◆ **本文**:
# # # # # # #

SpiralTOF による高質量分解能インソース分解の測定
MSTips No.228 日本電子株式会社 MS事業ユニット
はじめに
マトリックス支援レーザー脱離イオン化(MALDI)とインソース分解(ISD)を組み合わせたタンパク質やペプチドの分析では、N末端やC末端からのアミノ酸配列情報を得ることができ、インタクトなタンパク質やペプチドのトップダウンシーケンシングに有効な手法である。しかし、MALDI‐ISDのフラグメントイオンの生成には高いレーザー強度が必要であり、質量分解能の低下につながる。本報告では、17mのらせん状のイオン軌道を実現し、高い質量分解能を達成できるJMS-S3000 “SpiralTOF™” を用いたペプチドのMALDI-ISD測定例を報告する。
実験
ACTH fragment 18-19とInsulin B chainをそれぞれ0.1%トリフルオロ酢酸溶液に10 pmol/μLの濃度で溶解した。マトリックスには、ISDのフラグメントイオンを高いS/Nで観測することができる1,5-diaminonaphtalene (DAN)を用いた[1]。DANは、0.1%トリフルオロ酢酸/50%アセトニトリル溶液に10 mg/mLの濃度で溶解した。試料溶液とマトリックス溶液は等量混合し、1 μLをターゲットプレートに滴下した。

# # # # # # #

[保存された項目]
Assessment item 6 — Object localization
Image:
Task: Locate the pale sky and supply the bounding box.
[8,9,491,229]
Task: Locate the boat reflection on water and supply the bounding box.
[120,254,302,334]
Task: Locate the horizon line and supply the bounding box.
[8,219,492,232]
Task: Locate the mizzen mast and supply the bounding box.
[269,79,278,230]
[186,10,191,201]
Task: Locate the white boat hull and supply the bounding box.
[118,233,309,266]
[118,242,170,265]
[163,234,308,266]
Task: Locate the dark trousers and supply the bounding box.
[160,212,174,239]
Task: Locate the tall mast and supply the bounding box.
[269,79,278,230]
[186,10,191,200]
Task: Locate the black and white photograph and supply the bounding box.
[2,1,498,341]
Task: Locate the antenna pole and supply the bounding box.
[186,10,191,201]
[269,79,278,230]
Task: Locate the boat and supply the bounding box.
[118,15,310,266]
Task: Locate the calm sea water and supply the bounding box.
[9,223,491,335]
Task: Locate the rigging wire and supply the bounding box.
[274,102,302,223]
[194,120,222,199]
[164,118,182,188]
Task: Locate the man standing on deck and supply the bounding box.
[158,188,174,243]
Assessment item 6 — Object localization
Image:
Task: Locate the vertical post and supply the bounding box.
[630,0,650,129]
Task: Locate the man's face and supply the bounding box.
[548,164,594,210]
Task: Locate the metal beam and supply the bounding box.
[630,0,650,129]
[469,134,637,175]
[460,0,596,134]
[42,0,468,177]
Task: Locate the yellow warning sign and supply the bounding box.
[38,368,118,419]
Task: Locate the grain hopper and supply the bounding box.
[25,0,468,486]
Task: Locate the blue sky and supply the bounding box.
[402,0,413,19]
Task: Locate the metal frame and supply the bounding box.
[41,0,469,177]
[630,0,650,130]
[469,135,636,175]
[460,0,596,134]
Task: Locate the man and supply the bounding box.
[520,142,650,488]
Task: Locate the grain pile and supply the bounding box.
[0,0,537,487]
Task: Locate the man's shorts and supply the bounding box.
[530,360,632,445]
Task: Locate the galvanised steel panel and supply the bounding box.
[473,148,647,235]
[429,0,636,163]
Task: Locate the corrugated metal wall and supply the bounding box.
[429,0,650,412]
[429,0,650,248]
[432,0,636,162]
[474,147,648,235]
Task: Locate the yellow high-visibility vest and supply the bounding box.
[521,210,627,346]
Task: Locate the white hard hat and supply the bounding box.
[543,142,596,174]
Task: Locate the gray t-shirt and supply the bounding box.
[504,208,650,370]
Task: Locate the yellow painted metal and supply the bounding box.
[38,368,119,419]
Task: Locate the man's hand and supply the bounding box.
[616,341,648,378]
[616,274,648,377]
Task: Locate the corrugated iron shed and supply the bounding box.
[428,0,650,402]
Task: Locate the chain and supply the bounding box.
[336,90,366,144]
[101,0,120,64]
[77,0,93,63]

# # # # # # #

◆ **やること**:
1 – 本文によると、SpiralTOF のらせん状のイオン軌道は何メートルですか。
2 – 本文の内容を2文でまとめてください。

◆ **各作業の結果**:
1 – 17mです。

2 – MALDI-ISDはタンパク質やペプチドのN末端やC末端からアミノ酸配列情報を得られる手法ですが、フラグメントイオンを作るのに高いレーザー強度が必要なため、質量分解能が下がります。本文は、17mのらせん状イオン軌道で高い質量分解能を出せるJMS-S3000 "SpiralTOF™" を使ったペプチドのMALDI-ISD測定例を報告するもので、実験ではACTH fragment 18-19とInsulin B chainを試料とし、マトリックスにDANを使いました。